[Source records]

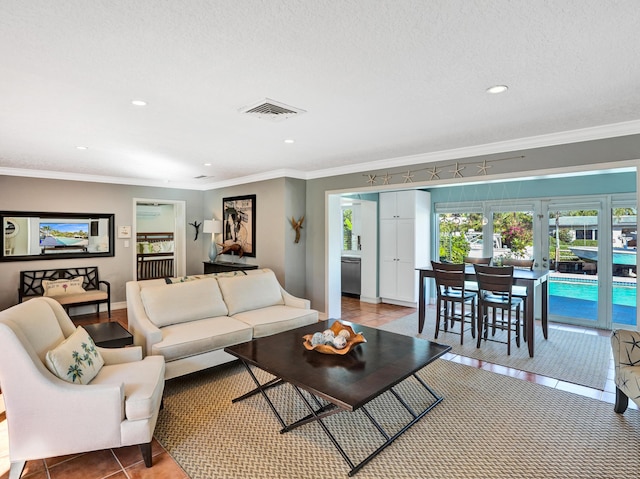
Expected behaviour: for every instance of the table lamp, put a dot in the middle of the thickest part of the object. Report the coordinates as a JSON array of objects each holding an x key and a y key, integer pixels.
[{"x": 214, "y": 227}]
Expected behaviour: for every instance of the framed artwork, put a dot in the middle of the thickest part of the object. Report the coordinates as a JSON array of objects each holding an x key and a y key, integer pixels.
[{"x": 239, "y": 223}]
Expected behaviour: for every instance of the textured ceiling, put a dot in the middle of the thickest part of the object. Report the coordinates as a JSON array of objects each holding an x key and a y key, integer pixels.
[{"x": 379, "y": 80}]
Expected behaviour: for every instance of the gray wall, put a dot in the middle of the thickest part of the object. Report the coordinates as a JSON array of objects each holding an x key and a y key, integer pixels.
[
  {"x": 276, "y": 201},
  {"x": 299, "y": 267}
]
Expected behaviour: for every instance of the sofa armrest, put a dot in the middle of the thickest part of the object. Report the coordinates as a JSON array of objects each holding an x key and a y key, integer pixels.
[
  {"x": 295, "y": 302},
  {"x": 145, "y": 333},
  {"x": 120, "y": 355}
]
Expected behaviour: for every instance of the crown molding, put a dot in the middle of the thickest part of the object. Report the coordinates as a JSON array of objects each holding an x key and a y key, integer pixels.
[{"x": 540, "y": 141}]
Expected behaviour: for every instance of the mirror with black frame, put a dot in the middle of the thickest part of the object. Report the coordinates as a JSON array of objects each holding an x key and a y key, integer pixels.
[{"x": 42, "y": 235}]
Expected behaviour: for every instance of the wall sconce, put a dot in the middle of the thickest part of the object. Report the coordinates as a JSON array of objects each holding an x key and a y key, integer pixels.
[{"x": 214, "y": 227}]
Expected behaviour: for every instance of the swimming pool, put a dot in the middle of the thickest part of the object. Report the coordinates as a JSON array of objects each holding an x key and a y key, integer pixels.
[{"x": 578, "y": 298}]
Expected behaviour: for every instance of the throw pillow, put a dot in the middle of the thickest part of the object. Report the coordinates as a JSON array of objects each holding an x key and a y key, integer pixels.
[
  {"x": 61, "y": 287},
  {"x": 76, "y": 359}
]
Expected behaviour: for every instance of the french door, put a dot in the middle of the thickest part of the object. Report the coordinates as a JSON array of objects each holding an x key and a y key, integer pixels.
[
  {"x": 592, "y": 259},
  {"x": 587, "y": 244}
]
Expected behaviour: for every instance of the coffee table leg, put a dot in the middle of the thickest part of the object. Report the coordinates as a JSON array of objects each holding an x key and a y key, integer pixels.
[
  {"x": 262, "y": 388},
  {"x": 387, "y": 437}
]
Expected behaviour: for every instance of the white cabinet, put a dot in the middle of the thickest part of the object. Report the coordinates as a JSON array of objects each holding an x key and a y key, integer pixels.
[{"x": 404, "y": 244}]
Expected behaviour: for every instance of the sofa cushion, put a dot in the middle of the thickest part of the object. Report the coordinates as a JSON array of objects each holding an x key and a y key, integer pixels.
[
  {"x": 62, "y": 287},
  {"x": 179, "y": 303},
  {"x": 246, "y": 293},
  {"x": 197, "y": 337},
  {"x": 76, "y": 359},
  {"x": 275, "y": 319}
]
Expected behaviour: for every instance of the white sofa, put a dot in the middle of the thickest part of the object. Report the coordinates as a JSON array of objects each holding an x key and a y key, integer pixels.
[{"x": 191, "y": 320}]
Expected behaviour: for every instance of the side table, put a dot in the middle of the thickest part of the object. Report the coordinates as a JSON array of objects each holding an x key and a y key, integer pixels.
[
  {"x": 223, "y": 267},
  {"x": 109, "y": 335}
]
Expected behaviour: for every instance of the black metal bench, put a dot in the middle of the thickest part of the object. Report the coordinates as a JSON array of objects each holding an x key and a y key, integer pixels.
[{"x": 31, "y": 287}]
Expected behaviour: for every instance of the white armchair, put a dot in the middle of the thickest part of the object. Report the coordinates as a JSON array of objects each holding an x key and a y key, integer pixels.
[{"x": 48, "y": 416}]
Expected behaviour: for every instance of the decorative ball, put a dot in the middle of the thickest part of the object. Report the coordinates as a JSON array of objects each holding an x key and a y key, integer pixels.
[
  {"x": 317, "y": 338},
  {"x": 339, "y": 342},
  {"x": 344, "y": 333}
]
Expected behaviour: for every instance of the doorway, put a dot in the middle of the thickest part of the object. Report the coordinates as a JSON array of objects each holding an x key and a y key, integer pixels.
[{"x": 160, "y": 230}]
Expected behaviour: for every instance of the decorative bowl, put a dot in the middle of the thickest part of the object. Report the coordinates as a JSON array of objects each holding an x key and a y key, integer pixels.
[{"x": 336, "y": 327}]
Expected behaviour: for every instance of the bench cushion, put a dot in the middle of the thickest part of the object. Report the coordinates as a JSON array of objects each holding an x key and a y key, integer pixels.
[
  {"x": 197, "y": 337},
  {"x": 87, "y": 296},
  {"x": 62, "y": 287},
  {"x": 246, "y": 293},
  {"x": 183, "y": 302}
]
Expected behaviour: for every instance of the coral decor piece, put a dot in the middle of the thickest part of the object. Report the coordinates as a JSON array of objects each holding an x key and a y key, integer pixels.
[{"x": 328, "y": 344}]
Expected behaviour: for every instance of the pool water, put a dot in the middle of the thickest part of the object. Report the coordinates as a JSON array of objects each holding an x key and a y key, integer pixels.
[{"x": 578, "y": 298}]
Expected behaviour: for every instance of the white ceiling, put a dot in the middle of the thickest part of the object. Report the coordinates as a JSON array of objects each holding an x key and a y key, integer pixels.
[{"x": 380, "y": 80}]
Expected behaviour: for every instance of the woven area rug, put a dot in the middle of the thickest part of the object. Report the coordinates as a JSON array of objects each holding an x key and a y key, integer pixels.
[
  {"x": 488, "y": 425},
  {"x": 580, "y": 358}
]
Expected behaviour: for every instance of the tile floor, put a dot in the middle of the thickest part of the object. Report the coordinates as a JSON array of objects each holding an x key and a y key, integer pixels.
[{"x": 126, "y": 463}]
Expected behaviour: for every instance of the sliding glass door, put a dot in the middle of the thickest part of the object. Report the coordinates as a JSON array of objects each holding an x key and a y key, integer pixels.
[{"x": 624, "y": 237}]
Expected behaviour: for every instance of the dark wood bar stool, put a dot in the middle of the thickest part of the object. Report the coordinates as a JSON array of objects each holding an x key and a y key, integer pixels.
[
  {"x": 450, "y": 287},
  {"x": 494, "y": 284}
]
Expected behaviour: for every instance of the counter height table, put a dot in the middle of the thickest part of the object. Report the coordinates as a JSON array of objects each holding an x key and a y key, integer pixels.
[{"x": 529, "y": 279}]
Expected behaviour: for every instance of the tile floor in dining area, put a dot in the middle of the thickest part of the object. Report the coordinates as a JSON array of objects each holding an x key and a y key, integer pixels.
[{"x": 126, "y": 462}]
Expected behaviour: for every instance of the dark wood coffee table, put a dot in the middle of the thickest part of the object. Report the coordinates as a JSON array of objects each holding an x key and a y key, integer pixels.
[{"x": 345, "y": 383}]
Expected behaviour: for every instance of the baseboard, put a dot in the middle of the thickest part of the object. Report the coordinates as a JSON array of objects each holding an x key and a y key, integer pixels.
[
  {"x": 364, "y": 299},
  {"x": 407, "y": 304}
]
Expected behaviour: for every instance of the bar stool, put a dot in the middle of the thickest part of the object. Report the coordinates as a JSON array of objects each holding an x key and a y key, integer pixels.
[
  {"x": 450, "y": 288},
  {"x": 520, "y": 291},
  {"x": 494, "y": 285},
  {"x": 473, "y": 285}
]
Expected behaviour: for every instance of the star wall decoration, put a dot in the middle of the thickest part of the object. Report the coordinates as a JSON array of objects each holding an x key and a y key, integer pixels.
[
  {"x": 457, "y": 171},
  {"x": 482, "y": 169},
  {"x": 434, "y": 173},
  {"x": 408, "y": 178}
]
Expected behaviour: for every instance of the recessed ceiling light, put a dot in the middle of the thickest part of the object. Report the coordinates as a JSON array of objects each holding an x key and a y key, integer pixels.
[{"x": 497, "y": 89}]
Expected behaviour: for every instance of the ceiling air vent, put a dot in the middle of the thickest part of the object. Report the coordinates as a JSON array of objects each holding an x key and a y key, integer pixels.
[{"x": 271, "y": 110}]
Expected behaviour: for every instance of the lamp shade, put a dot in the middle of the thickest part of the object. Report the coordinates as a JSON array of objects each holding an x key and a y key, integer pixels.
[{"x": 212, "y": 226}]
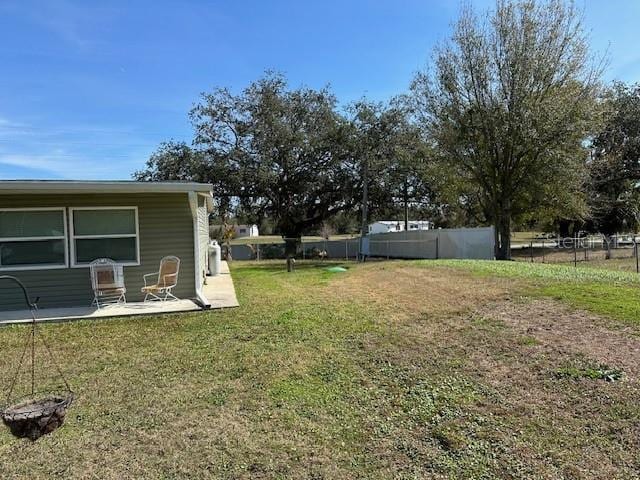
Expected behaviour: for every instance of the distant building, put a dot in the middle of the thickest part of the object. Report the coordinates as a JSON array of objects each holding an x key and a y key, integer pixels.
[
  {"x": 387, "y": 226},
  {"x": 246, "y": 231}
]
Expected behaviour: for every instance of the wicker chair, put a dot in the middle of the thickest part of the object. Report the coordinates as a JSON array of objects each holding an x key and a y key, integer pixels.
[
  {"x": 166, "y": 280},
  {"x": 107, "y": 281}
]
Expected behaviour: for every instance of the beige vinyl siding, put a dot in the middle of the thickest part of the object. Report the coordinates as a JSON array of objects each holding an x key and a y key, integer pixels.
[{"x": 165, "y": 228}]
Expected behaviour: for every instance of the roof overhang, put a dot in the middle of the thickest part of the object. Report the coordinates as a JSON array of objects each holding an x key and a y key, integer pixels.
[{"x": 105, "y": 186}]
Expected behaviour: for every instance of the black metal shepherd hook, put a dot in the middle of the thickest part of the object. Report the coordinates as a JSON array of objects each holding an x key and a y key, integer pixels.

...

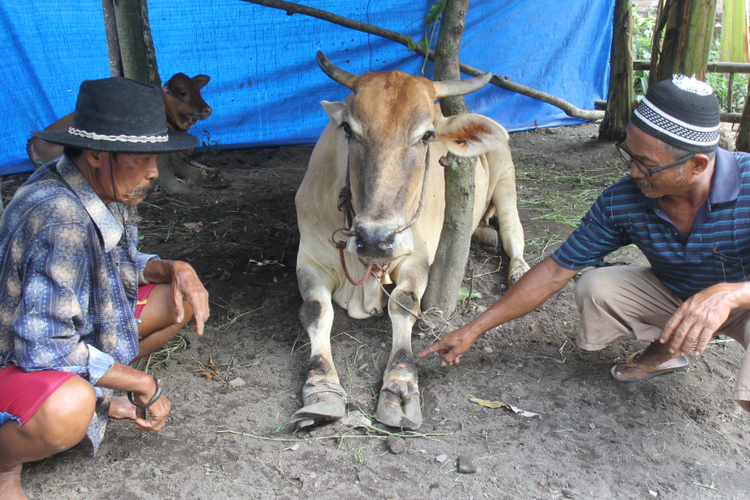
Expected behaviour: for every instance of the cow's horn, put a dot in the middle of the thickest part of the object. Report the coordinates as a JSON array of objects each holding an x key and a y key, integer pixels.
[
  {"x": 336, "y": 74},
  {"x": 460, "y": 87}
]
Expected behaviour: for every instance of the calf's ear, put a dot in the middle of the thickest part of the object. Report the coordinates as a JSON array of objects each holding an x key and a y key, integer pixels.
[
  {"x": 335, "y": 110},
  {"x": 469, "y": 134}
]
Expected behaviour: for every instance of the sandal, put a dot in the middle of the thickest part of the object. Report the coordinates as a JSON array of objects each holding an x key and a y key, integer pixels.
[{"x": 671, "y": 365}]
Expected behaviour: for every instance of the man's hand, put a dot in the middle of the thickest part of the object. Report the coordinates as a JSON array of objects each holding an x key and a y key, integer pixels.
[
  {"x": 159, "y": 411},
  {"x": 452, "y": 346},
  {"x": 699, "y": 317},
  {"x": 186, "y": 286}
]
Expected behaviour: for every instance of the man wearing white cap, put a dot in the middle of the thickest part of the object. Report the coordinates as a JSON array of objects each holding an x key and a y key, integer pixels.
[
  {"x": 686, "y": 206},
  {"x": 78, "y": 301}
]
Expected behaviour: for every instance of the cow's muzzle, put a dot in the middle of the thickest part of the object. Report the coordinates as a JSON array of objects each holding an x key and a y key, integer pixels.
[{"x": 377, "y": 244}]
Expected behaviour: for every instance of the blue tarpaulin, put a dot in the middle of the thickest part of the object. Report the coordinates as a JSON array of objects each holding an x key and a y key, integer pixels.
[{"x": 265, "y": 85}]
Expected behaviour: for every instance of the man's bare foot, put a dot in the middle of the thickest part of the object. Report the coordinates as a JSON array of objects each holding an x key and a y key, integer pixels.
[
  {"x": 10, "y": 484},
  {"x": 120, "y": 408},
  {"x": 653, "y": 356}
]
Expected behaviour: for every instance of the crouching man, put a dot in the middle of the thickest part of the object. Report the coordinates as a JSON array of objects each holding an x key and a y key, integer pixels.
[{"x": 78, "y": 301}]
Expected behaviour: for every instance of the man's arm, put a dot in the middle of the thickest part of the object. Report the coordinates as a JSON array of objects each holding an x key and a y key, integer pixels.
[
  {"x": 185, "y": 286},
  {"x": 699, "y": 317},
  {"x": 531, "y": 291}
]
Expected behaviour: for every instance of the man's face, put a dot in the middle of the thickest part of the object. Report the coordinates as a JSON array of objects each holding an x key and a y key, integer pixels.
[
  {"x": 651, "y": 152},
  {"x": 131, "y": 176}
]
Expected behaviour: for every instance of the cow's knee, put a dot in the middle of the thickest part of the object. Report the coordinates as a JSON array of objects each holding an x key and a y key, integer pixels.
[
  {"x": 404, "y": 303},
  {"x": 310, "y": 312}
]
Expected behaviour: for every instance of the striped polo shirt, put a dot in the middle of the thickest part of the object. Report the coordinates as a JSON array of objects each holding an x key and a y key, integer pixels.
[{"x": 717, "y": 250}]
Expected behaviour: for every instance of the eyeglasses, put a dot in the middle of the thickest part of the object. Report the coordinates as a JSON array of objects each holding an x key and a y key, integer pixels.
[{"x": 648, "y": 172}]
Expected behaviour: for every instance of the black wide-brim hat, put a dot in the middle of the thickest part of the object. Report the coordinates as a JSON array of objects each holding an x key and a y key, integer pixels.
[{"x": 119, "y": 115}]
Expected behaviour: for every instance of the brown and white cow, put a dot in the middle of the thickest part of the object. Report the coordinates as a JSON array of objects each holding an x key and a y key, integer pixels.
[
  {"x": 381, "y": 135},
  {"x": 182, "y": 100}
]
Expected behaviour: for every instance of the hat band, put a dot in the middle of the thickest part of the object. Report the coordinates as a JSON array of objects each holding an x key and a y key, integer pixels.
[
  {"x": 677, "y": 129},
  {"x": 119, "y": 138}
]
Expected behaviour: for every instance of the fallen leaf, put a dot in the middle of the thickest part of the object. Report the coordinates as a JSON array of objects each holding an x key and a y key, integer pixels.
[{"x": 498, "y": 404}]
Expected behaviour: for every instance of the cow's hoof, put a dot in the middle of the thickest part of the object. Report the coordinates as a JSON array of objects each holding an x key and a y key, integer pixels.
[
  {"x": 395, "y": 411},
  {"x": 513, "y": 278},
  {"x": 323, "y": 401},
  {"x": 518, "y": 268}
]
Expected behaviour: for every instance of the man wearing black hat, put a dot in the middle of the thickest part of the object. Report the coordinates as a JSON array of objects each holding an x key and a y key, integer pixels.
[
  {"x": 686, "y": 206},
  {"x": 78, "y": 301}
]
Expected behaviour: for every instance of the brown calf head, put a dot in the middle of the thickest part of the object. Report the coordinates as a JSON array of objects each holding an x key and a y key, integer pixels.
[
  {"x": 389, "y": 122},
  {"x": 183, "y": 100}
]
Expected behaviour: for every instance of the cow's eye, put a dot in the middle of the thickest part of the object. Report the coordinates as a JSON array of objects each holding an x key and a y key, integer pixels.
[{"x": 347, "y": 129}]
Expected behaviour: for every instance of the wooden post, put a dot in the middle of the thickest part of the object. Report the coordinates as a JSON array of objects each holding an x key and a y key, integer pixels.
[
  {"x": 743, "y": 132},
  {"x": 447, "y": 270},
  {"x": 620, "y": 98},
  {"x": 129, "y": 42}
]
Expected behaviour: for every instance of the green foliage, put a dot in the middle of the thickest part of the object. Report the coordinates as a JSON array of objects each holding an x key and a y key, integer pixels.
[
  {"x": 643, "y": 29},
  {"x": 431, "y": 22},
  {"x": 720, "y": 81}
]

...

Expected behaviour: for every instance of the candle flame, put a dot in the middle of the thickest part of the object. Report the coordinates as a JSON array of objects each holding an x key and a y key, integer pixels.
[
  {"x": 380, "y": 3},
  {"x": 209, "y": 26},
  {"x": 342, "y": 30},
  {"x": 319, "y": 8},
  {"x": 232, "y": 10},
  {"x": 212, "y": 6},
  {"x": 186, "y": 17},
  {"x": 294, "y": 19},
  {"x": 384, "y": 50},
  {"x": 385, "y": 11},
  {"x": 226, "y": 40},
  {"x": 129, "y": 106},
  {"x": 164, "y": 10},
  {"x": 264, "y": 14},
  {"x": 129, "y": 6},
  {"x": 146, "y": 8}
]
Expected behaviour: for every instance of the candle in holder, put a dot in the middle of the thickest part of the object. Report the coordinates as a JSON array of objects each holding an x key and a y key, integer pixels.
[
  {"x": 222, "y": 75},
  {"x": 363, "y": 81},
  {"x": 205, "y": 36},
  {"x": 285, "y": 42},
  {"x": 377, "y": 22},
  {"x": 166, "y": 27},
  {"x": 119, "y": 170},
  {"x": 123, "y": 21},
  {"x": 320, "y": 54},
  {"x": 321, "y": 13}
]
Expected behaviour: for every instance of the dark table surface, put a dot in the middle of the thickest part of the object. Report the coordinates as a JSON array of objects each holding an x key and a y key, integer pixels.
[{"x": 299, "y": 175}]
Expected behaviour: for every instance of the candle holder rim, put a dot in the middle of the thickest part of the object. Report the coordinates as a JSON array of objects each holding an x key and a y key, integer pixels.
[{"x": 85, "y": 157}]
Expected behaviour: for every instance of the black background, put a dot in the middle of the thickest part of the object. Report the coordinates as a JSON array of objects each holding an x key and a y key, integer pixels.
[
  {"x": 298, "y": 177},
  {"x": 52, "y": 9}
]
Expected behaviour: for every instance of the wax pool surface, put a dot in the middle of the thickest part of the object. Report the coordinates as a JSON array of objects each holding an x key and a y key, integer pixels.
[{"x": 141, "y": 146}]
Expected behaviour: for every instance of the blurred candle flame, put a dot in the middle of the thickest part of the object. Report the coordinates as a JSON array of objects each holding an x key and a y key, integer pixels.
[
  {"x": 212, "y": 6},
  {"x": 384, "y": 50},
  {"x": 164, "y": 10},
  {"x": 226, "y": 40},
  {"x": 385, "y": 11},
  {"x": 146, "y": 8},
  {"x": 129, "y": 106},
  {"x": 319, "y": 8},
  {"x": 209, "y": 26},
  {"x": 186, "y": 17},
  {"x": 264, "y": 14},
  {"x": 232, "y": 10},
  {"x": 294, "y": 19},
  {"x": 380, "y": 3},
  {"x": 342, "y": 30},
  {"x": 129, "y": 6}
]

__Prompt__
Show every line of the material above that contains the word "siding".

__Answer to this problem__
Expected behaviour: for every instance of the beige vinyl siding, put a dot in the middle of the thickest part of the object. Report the coordinates as a JSON array of objects each holding an x key and a y key, integer pixels.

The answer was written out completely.